# [RECORDS SHOWN]
# # #

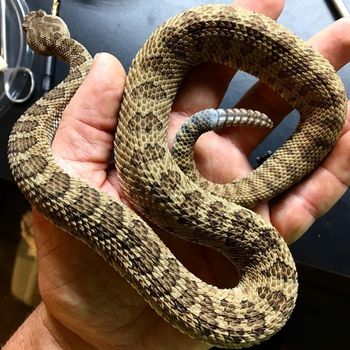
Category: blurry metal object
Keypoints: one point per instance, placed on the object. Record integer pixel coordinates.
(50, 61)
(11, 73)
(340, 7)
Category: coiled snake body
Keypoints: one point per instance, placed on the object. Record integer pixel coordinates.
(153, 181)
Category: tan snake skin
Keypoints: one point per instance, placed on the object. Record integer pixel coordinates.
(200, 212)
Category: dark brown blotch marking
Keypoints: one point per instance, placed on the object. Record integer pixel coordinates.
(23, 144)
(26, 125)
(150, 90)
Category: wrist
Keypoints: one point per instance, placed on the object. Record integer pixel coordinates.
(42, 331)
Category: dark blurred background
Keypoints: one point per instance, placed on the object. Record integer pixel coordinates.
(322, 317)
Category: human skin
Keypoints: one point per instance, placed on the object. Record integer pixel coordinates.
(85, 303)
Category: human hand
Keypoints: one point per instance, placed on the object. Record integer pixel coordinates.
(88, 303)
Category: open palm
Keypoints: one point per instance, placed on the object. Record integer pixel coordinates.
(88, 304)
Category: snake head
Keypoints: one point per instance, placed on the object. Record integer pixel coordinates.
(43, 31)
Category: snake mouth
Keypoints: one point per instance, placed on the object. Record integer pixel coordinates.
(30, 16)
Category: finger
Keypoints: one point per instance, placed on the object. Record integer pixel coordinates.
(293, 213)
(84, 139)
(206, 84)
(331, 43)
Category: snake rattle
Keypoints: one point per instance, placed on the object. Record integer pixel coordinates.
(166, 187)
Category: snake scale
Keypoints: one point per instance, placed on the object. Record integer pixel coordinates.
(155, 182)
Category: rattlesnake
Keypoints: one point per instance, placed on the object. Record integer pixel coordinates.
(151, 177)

# # #

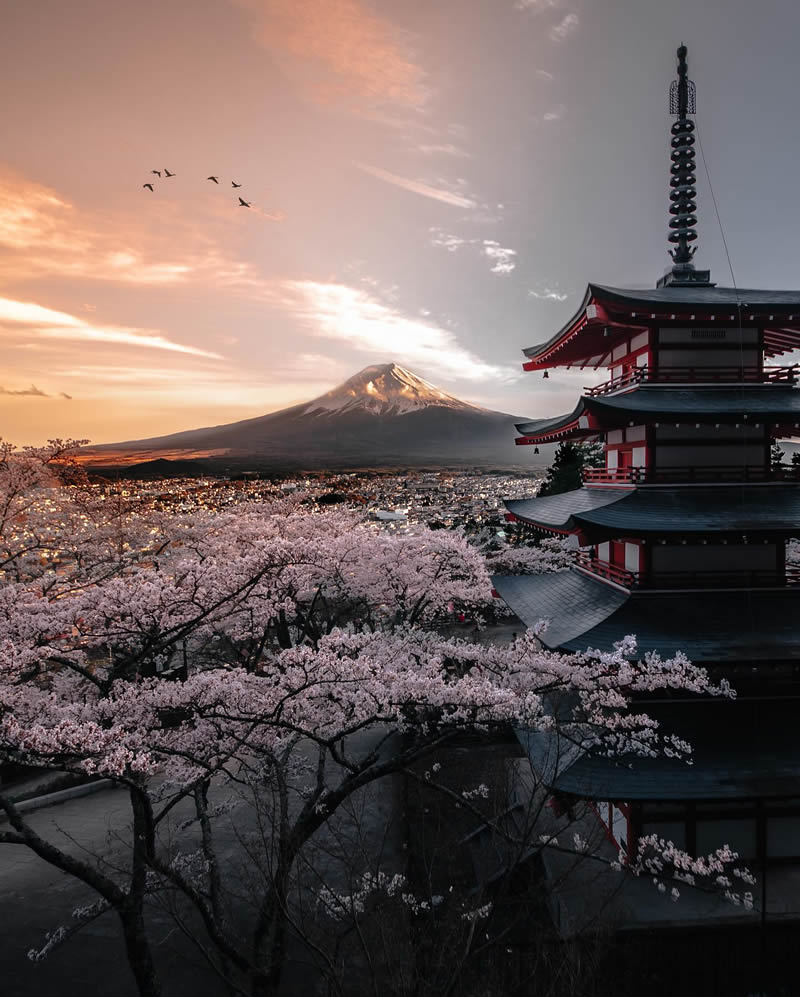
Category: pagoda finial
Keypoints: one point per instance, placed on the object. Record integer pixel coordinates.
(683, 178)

# # #

# [AIM OF THE TASK]
Count the lines in the entries above that contain the string "skin". Reply with the number alone.

# [EXERCISE ANSWER]
2